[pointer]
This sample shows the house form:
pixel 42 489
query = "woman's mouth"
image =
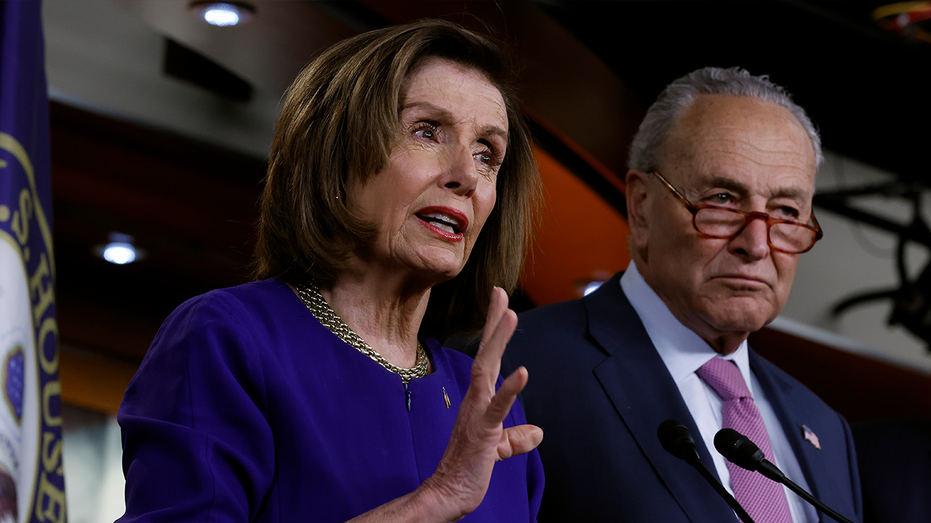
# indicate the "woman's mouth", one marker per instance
pixel 445 221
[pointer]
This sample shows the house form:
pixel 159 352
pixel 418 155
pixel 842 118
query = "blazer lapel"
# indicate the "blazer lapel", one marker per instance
pixel 793 414
pixel 644 395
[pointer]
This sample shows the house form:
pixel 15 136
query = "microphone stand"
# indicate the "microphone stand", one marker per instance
pixel 677 440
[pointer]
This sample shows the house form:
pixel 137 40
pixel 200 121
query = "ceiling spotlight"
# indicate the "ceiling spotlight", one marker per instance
pixel 120 249
pixel 223 14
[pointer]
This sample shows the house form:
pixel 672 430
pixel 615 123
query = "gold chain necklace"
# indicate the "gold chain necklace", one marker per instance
pixel 317 305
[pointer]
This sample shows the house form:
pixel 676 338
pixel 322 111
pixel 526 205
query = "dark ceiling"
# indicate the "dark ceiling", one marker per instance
pixel 865 87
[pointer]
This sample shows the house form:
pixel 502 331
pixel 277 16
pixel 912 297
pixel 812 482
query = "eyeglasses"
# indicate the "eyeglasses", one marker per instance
pixel 719 222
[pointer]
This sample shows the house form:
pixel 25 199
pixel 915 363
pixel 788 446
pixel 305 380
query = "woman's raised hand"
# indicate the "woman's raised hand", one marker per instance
pixel 478 438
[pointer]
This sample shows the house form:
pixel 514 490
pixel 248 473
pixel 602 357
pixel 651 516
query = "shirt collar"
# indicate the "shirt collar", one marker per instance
pixel 681 350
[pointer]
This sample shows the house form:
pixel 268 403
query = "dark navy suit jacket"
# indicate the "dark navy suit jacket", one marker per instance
pixel 599 390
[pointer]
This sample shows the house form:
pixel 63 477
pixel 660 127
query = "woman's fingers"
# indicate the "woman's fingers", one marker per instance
pixel 503 400
pixel 499 327
pixel 519 440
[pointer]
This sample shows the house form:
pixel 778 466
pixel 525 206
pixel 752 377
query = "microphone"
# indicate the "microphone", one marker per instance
pixel 739 450
pixel 677 440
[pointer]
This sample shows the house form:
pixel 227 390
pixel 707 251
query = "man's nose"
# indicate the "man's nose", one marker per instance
pixel 753 240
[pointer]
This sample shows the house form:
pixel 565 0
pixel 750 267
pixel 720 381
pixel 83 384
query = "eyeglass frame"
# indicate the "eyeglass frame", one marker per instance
pixel 748 217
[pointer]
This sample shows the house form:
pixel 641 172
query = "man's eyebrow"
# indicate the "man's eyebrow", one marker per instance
pixel 791 192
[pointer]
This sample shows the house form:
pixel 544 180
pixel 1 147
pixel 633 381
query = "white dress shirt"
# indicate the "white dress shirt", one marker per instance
pixel 684 352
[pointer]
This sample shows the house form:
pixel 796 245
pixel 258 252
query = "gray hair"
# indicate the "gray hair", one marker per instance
pixel 679 94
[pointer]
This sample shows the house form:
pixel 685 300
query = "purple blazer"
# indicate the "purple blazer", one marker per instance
pixel 246 408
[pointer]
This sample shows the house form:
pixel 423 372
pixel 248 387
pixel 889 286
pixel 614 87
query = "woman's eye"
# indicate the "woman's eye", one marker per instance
pixel 427 131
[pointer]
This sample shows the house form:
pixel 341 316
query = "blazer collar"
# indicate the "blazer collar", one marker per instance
pixel 644 395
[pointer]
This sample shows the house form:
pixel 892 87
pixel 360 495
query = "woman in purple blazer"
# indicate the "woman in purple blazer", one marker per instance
pixel 396 211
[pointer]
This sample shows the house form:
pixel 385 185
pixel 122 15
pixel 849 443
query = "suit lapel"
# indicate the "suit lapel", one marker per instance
pixel 644 395
pixel 793 412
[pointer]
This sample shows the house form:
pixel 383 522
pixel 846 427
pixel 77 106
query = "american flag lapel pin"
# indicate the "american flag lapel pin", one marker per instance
pixel 810 437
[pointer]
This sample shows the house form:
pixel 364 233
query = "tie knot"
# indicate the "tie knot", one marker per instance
pixel 724 377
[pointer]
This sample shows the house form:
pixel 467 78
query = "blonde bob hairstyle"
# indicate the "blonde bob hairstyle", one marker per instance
pixel 341 117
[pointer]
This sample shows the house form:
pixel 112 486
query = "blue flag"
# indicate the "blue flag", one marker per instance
pixel 31 473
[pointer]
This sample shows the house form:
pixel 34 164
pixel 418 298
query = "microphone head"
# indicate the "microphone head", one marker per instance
pixel 738 449
pixel 677 440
------------------------------------
▶ _YOUR OBJECTIVE_
Please write every line above out exactly as given, except for any pictures.

▶ _ANSWER SPACE_
[pointer]
This sample shows the house form:
pixel 42 489
query = "woman's mouth"
image =
# indicate the "woman's mouth", one marker per instance
pixel 445 221
[pointer]
This sample shows the house form:
pixel 159 352
pixel 418 155
pixel 842 118
query = "blazer lapel"
# indicate the "blazer lapel", one marker per instance
pixel 793 414
pixel 644 395
[pointer]
This sample shows the house form:
pixel 15 136
query = "microphone stand"
# indicate the "microphone stand", one marker per instance
pixel 677 440
[pointer]
This sample shows the house form:
pixel 137 40
pixel 200 121
query = "ceiling spotlight"
# indicate the "ceiling spotlight", one marker per instance
pixel 120 249
pixel 223 14
[pointer]
This sample shows the house form:
pixel 672 430
pixel 615 123
query = "gold chain necklace"
# indicate the "gold chain necklace", one marker per instance
pixel 317 305
[pointer]
This sample shows the house form:
pixel 676 338
pixel 322 111
pixel 526 205
query = "dark ceiling"
# indicate the "dark ceiling", one marker per instance
pixel 865 87
[pointer]
This sample shows the house form:
pixel 502 331
pixel 277 16
pixel 912 297
pixel 812 482
query = "eyeglasses"
# indicate the "eyeglasses", one marker per instance
pixel 719 222
[pointer]
This sample shows the house form:
pixel 25 199
pixel 915 363
pixel 788 446
pixel 305 380
query = "woman's raised hand"
# indicate the "woman's raised hand", one marker per instance
pixel 478 438
[pointer]
This sample shows the house form:
pixel 514 490
pixel 248 473
pixel 602 357
pixel 651 516
query = "shirt collar"
# indicate the "shirt collar", one marker per instance
pixel 681 350
[pointer]
This sample shows the house form:
pixel 268 403
query = "dark navy suit jacket"
# indicate the "dark navy suit jacket", one marker per instance
pixel 599 390
[pointer]
This sample shows the house form:
pixel 63 477
pixel 660 127
query = "woman's fingers"
# indicate the "woman's fingers", one marker per instance
pixel 503 400
pixel 499 327
pixel 519 440
[pointer]
This sample shows the house form:
pixel 778 466
pixel 525 206
pixel 752 377
query = "microphone"
# indicate the "microphone", one marker per instance
pixel 739 450
pixel 677 440
[pointer]
This sample shows the house form:
pixel 227 390
pixel 707 251
query = "man's nose"
# indicate the "man's nose", one marker per instance
pixel 753 240
[pointer]
This sample shows the house form:
pixel 565 0
pixel 750 267
pixel 720 381
pixel 83 384
query = "eyeglass frame"
# indicate the "eyeglass frame", one marker per instance
pixel 748 217
[pointer]
This sample shows the house form:
pixel 641 172
query = "man's eyebrow"
# indicate the "man's eyebrow", one marker per instance
pixel 791 192
[pointer]
This sample shows the house form:
pixel 544 180
pixel 1 147
pixel 633 381
query = "white dress shirt"
# indicate the "white dress shirt", one marker per instance
pixel 684 352
[pointer]
This sample shows the house form:
pixel 796 245
pixel 258 252
query = "gray hair"
# indicate the "gray hair", one marker per instance
pixel 679 94
[pointer]
This sample shows the house form:
pixel 685 300
query = "purple blazer"
# indicate the "purple blazer", one marker per instance
pixel 246 408
[pointer]
This sample shows the house form:
pixel 423 372
pixel 248 387
pixel 889 286
pixel 614 87
query = "woman's eye"
# indicate the "woman's eye", one marker per instance
pixel 427 131
[pointer]
This sample shows the house form:
pixel 341 316
query = "blazer collar"
# indicate the "blazer collar", one marker per instance
pixel 644 395
[pointer]
This sample shows the house form:
pixel 892 87
pixel 360 495
query = "woman in purple blazer"
# indicate the "woman in purple blazer", one marker per instance
pixel 396 211
[pointer]
This sample shows the house form:
pixel 385 185
pixel 122 15
pixel 849 443
query = "suit lapel"
# indicate the "suit lapel", one marker per instance
pixel 644 395
pixel 793 412
[pointer]
This sample shows the house form:
pixel 383 522
pixel 846 427
pixel 77 106
query = "american flag lapel pin"
# indicate the "american flag lapel pin", one marker per instance
pixel 810 437
[pointer]
This sample shows the house form:
pixel 364 233
query = "tie knot"
# indicate the "tie knot", one marker per instance
pixel 724 377
[pointer]
This sample shows the house form:
pixel 467 78
query = "blonde bob hairstyle"
# indicate the "blonde bob hairstyle", one marker per instance
pixel 341 117
[pointer]
This sample shows the house form:
pixel 112 486
query = "blue flag"
# indicate the "blue flag", one marker per instance
pixel 31 473
[pointer]
This sample shows the house form:
pixel 34 164
pixel 418 298
query = "microphone head"
# indicate the "microphone head", one marker per instance
pixel 738 449
pixel 677 440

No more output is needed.